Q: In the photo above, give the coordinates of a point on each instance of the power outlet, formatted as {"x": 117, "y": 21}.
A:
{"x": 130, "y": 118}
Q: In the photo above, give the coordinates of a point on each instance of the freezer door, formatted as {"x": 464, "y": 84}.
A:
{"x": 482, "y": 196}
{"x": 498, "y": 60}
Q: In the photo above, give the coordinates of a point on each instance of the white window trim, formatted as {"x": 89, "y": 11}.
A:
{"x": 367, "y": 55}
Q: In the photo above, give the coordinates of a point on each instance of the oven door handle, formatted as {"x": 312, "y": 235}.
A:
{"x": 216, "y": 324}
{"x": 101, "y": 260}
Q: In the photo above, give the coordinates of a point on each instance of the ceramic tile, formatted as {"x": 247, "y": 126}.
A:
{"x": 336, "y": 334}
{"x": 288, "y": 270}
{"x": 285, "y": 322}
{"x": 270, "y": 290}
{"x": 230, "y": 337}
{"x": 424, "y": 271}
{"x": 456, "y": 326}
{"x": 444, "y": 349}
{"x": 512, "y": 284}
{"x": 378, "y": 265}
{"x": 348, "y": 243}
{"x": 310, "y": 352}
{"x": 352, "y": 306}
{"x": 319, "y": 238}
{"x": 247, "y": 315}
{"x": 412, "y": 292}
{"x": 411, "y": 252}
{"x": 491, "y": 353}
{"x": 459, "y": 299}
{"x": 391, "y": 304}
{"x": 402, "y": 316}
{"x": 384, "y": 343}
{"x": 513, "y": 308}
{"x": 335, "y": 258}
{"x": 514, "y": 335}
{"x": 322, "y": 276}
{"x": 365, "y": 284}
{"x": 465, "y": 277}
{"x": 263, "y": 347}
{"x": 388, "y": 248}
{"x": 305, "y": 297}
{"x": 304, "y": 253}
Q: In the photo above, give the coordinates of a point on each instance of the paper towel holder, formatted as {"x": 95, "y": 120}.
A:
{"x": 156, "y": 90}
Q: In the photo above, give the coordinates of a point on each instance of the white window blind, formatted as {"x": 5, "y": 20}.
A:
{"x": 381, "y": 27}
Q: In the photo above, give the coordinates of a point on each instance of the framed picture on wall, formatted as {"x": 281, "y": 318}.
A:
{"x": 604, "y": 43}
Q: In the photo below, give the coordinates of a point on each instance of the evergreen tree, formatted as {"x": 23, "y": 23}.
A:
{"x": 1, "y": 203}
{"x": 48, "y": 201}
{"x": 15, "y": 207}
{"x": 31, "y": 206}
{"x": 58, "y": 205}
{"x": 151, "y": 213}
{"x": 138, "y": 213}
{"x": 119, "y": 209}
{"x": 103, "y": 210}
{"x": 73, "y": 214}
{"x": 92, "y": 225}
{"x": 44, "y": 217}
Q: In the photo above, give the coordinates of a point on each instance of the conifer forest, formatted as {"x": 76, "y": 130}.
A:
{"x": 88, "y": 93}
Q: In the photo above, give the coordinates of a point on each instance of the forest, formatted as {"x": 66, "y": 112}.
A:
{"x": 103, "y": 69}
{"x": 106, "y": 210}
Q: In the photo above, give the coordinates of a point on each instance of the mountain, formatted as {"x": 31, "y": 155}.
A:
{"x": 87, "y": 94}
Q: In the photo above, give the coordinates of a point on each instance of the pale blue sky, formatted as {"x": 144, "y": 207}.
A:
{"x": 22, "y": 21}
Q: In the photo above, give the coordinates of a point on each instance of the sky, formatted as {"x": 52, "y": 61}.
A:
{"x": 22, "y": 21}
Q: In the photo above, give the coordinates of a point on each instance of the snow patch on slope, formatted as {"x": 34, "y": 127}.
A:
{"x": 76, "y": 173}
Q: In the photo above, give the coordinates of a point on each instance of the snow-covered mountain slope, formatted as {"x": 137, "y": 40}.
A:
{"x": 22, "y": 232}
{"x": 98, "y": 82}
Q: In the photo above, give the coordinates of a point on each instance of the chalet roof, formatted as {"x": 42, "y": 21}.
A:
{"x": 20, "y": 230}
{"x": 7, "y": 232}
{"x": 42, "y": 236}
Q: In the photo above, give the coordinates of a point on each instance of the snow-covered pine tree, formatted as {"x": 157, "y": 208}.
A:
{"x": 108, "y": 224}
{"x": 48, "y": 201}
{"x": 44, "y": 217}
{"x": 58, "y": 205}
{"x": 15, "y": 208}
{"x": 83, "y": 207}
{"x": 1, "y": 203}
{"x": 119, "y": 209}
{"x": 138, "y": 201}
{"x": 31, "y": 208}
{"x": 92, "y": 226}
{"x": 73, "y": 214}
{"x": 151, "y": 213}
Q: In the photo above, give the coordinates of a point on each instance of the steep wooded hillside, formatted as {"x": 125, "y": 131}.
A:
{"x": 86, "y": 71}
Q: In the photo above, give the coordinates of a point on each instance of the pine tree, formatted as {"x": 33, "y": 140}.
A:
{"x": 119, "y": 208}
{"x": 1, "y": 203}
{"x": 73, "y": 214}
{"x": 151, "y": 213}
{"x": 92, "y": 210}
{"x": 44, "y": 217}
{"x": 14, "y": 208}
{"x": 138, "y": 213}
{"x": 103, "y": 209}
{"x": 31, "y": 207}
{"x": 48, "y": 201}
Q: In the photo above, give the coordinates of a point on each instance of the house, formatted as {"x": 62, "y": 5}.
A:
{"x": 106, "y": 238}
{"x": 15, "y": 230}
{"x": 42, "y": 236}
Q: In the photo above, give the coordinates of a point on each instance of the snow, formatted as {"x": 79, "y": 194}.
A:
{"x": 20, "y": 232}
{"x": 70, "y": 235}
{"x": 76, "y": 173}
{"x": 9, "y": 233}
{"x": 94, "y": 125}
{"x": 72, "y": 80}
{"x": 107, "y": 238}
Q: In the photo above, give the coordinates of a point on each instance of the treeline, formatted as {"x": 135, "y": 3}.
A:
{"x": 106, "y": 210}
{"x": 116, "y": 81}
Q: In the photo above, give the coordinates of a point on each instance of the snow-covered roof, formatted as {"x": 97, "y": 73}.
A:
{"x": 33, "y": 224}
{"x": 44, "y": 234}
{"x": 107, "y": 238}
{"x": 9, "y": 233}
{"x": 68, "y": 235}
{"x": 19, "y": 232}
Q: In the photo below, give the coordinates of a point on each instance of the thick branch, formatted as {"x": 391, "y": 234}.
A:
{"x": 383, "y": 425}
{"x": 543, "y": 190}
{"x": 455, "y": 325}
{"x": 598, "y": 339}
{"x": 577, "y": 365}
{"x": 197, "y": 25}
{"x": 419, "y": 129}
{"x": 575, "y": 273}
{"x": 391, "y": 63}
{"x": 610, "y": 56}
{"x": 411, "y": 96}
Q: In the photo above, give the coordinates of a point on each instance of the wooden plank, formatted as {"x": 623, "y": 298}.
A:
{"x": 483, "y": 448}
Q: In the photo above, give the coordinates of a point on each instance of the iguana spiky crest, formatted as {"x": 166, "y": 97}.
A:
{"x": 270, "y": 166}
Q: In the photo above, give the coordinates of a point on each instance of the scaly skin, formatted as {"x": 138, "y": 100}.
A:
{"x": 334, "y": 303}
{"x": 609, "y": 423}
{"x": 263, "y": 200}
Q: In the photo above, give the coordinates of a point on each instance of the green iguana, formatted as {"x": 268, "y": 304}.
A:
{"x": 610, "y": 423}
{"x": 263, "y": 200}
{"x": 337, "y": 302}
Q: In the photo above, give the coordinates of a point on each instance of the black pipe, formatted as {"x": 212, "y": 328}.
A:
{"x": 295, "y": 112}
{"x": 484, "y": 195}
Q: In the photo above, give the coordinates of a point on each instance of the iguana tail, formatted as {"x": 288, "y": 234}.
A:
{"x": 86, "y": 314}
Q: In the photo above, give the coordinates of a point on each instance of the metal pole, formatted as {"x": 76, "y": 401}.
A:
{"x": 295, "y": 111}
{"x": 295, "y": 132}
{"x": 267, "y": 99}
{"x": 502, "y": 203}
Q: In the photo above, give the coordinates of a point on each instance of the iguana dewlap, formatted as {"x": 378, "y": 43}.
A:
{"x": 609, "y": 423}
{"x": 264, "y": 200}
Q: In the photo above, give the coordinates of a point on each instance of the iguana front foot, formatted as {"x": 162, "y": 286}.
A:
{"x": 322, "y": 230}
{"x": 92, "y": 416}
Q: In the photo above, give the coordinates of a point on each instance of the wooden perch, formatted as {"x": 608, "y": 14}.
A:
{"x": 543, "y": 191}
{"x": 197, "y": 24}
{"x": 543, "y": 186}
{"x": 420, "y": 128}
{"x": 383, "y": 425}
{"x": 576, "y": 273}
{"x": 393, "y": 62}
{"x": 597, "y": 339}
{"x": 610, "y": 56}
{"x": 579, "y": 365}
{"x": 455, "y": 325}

^^^^^^^^^^^^^^^^

§ PROBLEM:
Using the listing, collect all lines in which the string "roof" is found.

§ EXERCISE SOLUTION:
Q: In the photo above, give the coordinates of a point on each instance of the chalet roof, formatted as {"x": 42, "y": 21}.
Q: In the photo above, give the coordinates of a point on each instance of the snow-covered roof, formatted as {"x": 97, "y": 73}.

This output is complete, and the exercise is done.